● WHAT YOU HAVE TO DO
Reproduce the entries beneath exactly, without their images.

Photo-based referring expression data:
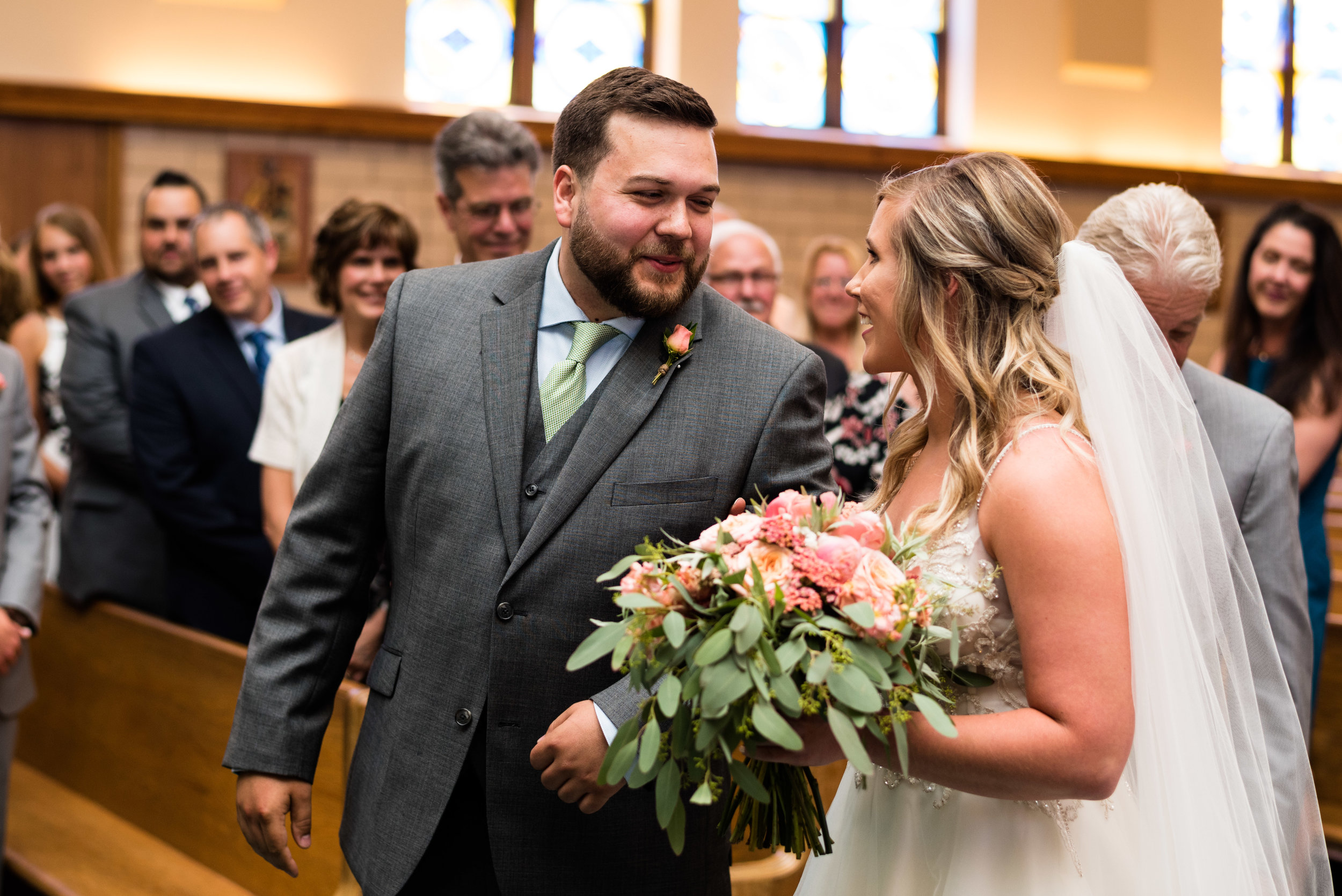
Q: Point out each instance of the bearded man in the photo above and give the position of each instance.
(510, 439)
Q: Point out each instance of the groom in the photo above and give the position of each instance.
(510, 439)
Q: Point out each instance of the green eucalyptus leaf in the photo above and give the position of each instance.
(820, 665)
(669, 696)
(850, 741)
(714, 649)
(619, 569)
(596, 646)
(673, 625)
(747, 781)
(775, 727)
(936, 717)
(648, 746)
(785, 691)
(863, 614)
(788, 655)
(669, 792)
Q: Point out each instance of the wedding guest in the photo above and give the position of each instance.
(486, 176)
(1166, 246)
(68, 254)
(360, 251)
(26, 507)
(831, 313)
(112, 545)
(195, 400)
(745, 266)
(1283, 338)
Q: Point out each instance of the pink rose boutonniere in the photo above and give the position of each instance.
(678, 344)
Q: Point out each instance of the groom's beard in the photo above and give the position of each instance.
(611, 271)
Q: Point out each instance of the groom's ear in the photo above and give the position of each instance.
(565, 196)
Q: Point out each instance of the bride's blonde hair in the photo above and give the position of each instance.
(987, 223)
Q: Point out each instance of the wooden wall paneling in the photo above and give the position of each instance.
(823, 149)
(135, 712)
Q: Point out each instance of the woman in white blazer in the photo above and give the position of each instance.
(360, 251)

● RESPONSE
Q: Point out each instance of the bearded man in the photo above and give the position of each instance.
(510, 439)
Q: Point out each instance of the groom in the photo above and give the position of each instance.
(510, 439)
Q: Point out each instance of the green eucalyptus leaf in the photo above and give the position of each instance.
(820, 665)
(669, 696)
(850, 741)
(714, 649)
(619, 569)
(596, 646)
(673, 625)
(747, 781)
(775, 727)
(936, 717)
(648, 746)
(785, 691)
(863, 614)
(788, 655)
(669, 792)
Q: Point out each instance of the wedding guest in the photo above and give the position of each instance.
(486, 176)
(1166, 246)
(68, 254)
(360, 251)
(26, 507)
(831, 313)
(112, 545)
(195, 400)
(745, 266)
(1283, 338)
Q: Point out each instance of the pink rose boutonniere in the photo above and give the position of each instance.
(678, 344)
Q: Point out each instance of the groom's beard in the photo above and give the position of each instance.
(611, 271)
Q: Point out each instance of the groom's ear in the photo above and give the position of each instance.
(565, 196)
Q: Point out each instance of the bride's blonde hair in the photo above and give the position of each instance.
(987, 223)
Q: Point out each instance of the wooden wall paneling in the photo above and give the position of each instance.
(823, 149)
(135, 712)
Q: Point out each instance of the woman in white blazer in the photo above and give the position of each instance.
(360, 251)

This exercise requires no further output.